— BEGIN —

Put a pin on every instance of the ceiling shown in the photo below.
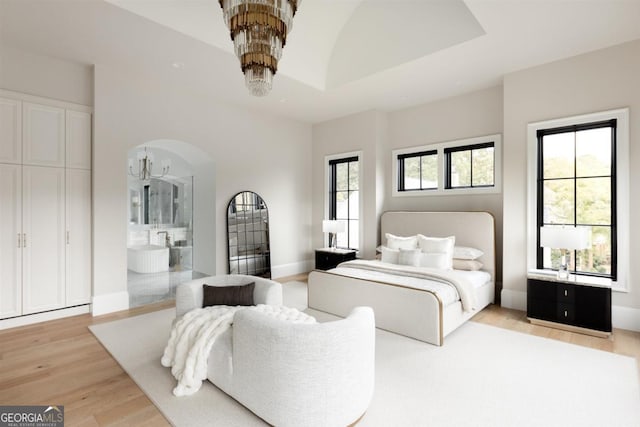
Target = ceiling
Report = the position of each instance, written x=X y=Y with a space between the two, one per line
x=341 y=57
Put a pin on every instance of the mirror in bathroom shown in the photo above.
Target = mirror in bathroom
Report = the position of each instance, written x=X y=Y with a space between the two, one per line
x=248 y=235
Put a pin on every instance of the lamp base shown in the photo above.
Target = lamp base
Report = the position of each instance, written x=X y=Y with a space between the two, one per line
x=563 y=270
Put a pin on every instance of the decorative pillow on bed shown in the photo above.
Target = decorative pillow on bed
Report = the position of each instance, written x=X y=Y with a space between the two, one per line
x=399 y=242
x=227 y=295
x=439 y=260
x=466 y=264
x=441 y=246
x=464 y=252
x=409 y=257
x=389 y=255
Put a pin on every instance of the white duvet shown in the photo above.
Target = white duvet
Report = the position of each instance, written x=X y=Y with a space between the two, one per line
x=193 y=336
x=448 y=285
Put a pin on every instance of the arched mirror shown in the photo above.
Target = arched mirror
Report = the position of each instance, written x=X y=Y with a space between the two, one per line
x=248 y=235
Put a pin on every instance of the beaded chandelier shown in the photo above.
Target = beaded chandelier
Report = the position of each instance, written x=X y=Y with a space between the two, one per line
x=259 y=32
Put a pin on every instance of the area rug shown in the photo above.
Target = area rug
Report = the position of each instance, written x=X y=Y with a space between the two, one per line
x=482 y=376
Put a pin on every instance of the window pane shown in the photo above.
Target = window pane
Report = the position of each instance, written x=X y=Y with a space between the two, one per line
x=558 y=202
x=429 y=171
x=412 y=173
x=596 y=259
x=354 y=204
x=461 y=168
x=354 y=234
x=483 y=166
x=342 y=208
x=342 y=176
x=353 y=175
x=593 y=201
x=593 y=152
x=558 y=155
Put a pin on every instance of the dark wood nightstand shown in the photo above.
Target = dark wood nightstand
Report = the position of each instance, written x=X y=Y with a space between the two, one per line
x=327 y=258
x=570 y=305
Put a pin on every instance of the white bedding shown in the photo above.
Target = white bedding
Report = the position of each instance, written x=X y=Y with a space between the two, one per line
x=467 y=281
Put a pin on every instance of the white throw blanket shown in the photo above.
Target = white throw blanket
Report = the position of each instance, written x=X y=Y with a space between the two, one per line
x=450 y=277
x=192 y=337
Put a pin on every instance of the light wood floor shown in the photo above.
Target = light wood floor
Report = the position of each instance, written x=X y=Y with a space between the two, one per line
x=60 y=362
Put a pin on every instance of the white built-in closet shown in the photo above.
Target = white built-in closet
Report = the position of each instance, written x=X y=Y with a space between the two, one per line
x=45 y=204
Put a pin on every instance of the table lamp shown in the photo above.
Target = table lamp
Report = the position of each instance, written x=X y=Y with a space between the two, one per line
x=333 y=227
x=564 y=238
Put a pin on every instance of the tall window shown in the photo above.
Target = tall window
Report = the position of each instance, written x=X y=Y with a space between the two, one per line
x=418 y=171
x=576 y=186
x=344 y=199
x=470 y=166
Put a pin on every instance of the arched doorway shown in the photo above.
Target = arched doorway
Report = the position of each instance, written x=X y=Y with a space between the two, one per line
x=170 y=218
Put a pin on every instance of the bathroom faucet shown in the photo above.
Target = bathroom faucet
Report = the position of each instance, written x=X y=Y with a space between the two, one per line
x=167 y=240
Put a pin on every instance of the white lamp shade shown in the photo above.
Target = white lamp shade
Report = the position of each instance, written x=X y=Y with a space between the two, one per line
x=572 y=238
x=332 y=226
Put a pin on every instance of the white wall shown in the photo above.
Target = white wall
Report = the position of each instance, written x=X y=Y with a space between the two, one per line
x=603 y=80
x=465 y=116
x=359 y=132
x=45 y=76
x=251 y=151
x=377 y=134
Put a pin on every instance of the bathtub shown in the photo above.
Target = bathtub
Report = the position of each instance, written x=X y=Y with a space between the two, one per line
x=148 y=258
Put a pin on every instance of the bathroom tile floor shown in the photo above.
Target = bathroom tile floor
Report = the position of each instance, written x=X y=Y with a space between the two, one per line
x=154 y=287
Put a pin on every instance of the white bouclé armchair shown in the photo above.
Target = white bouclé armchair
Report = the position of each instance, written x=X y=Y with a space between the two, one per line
x=291 y=374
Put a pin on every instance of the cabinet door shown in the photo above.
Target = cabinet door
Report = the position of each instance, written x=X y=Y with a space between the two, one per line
x=43 y=135
x=10 y=241
x=78 y=139
x=78 y=238
x=10 y=131
x=43 y=225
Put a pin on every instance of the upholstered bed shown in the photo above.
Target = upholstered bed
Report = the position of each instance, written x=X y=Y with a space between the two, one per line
x=404 y=305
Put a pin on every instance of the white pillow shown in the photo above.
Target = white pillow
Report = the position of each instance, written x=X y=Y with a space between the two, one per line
x=466 y=264
x=389 y=255
x=464 y=252
x=399 y=242
x=439 y=260
x=409 y=257
x=438 y=245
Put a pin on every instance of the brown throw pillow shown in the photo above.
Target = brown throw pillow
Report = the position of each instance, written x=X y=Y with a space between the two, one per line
x=228 y=295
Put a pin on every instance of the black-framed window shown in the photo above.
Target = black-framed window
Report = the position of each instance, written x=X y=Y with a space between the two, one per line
x=576 y=186
x=344 y=199
x=418 y=171
x=470 y=166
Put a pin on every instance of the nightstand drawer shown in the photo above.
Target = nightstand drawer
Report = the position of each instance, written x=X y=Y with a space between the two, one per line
x=566 y=293
x=576 y=305
x=566 y=313
x=540 y=290
x=327 y=259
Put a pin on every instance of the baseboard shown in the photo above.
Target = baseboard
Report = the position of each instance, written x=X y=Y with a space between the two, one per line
x=516 y=300
x=292 y=269
x=108 y=303
x=625 y=318
x=29 y=319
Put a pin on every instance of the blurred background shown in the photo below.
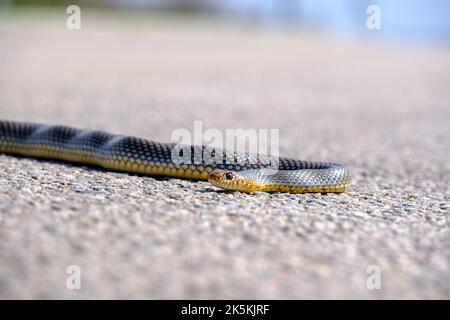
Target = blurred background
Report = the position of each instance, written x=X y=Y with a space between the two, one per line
x=413 y=20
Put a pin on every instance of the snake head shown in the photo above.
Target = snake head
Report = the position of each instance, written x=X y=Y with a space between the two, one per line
x=232 y=180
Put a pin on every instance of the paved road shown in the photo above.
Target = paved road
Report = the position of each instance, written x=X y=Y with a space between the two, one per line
x=381 y=109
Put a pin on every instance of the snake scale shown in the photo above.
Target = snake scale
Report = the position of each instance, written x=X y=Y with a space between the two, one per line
x=245 y=172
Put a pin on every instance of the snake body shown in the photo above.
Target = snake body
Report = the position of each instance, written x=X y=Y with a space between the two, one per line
x=236 y=171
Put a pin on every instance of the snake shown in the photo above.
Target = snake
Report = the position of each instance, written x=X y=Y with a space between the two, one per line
x=228 y=170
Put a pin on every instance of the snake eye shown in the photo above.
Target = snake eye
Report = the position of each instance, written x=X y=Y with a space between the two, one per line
x=229 y=176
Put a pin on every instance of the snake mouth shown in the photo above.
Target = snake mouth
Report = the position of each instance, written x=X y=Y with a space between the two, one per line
x=232 y=180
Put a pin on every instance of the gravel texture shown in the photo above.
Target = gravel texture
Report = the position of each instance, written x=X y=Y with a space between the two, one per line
x=380 y=108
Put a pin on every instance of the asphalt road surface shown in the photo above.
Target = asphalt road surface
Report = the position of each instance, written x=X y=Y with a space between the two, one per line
x=380 y=108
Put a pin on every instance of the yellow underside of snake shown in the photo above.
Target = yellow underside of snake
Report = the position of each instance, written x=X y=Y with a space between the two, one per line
x=244 y=172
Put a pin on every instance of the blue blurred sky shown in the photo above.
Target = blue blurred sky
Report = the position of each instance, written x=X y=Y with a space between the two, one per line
x=401 y=20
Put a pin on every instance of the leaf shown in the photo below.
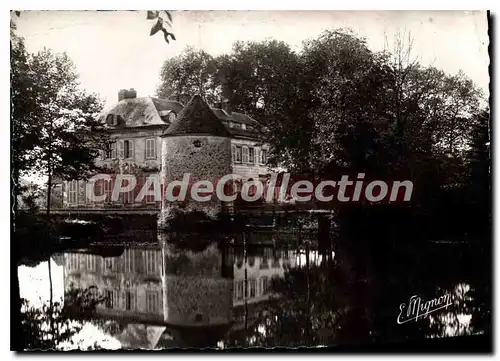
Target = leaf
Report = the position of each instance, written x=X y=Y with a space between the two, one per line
x=166 y=34
x=152 y=14
x=156 y=27
x=169 y=15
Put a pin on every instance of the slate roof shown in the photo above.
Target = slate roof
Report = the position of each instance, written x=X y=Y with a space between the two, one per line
x=142 y=111
x=197 y=118
x=146 y=111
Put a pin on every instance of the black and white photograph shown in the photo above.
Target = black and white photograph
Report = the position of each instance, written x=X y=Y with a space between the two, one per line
x=238 y=180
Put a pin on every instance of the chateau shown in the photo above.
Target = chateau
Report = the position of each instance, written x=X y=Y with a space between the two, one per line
x=140 y=125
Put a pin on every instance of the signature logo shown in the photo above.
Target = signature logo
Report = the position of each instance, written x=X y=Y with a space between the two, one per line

— END —

WHAT TO DO:
Format the records in the stretch from the line containing "Put a pin on every instance of the bathroom faucet" through the line containing "x=332 y=226" as a two-column CSV with the headers record_text and answer, one row per record. Put each value in a single quoted field, with its line breaks replaced by spaces.

TASK ANSWER:
record_text,answer
"Put a pin on every instance of the bathroom faucet shown in the photo above. Target = bathroom faucet Report = the position of each instance, written x=X y=Y with a space between the two, one per line","x=167 y=240"
"Put a pin on every instance of the white lamp shade shown in the photo above. Target = white lamp shade Report = the position of each instance, written x=X y=Y with a space between the two, one per line","x=572 y=238 x=332 y=226"